Ausgewählter Text –
---*---
Nein, daran gewöhne selbst er sich nie, sagt Lukas Nagl. Das Blau des Traunsees, der Blick auf den imposanten Traunstein, das Plätschern des Wassers an den unberührten Ufern: „Eigentlich bin ich jeden Morgen aufs Neue geflasht, wenn ich das alles sehe“, sagt der gebürtige Schörflinger am Badesteg des Restaurant Bootshaus.

Momente wie diese zeigen: Bis heute begreift Nagl seine Heimat als Inspiration, als Ort, an dem er seine kulinarische Neugierde ausleben kann. Dass ihm das so eindrucksvoll gelingt, ist auch dem Ehepaar Gröller zu verdanken. 2012 vertrauten die Hoteliers Monika und Wolfgang Gröller, die kulinarischen Geschicke des Bootshauses dem gerade mal 24-jährigen Lukas an. Heute, 15 Jahre später, ist das Bootshaus eines der besten Restaurants des Landes – und ohne Zweifel eines der stilprägendsten. Ein roter und ein grüner Stern im Guide Michelin, vier Hauben im Gault&Millau – die Auszeichnungen ließen sich endlos weiterführen. Das hat viele Gründe. Und alle davon kreisen um den regionalen Nachhaltigkeitsgedanken.
„Wir orientieren uns an der Natur und nicht umgekehrt.“
Fangfrische ohne Haken
Natürlich, da wäre zum einen der Fisch. Das heißt, nicht irgendeiner, sondern viele Fische – und auch da nicht irgendwelche, sondern vor allem die vom Traunsee. Österreichs viertgrößter – und tiefster! – See ist ein unerschöpflicher Quell an Biodiversität und versorgt dank kundiger Berufsfischer:innen das Bootshaus mit bis zu 30 verschiedenen Fischarten. „Wir kaufen immer den gesamten Fang, weil’s am nachhaltigsten ist und in der Küche am meisten Spaß macht“, sagt Nagl.
---*---
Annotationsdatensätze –
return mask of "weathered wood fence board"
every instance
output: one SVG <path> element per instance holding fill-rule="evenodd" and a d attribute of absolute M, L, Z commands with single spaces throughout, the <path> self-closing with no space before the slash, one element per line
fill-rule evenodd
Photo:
---*---
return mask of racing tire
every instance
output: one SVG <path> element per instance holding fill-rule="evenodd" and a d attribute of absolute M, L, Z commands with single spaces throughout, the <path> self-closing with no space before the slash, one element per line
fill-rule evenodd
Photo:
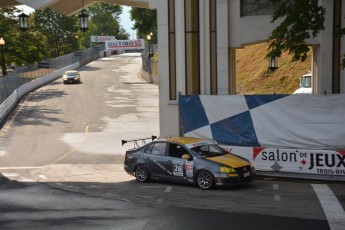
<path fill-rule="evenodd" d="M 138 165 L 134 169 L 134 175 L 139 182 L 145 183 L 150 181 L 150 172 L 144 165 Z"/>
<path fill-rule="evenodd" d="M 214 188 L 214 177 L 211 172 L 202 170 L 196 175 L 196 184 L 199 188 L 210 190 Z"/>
---*---
Aufgaben –
a – Wie viele verschiedene Fischarten liefern die Berufsfischer:innen laut dem Text über das Restaurant Bootshaus am Traunsee?
b – Schreibe den Text über das Restaurant Bootshaus am Traunsee im gleichen Stil weiter, anschließend an seinen letzten Satz.

Ergebnisse –
a – Bis zu 30 verschiedene Fischarten.

b –
Was er hier aus Reinanken, Aalrutten, Forellen und Saiblingen macht, hat ihm nicht umsonst den inoffiziellen Titel als bester – und das heißt vor allem: innovativster – Fischkoch des Landes eingebracht. Das liegt auch daran, dass er alles, von der Flosse bis zur Schnauze, vom Fisch verwertet und damit die Nose-to-tail-Philosophie, die man hierzulande eher in Sachen Fleisch kennt, auf die regionalen Fische übertrug.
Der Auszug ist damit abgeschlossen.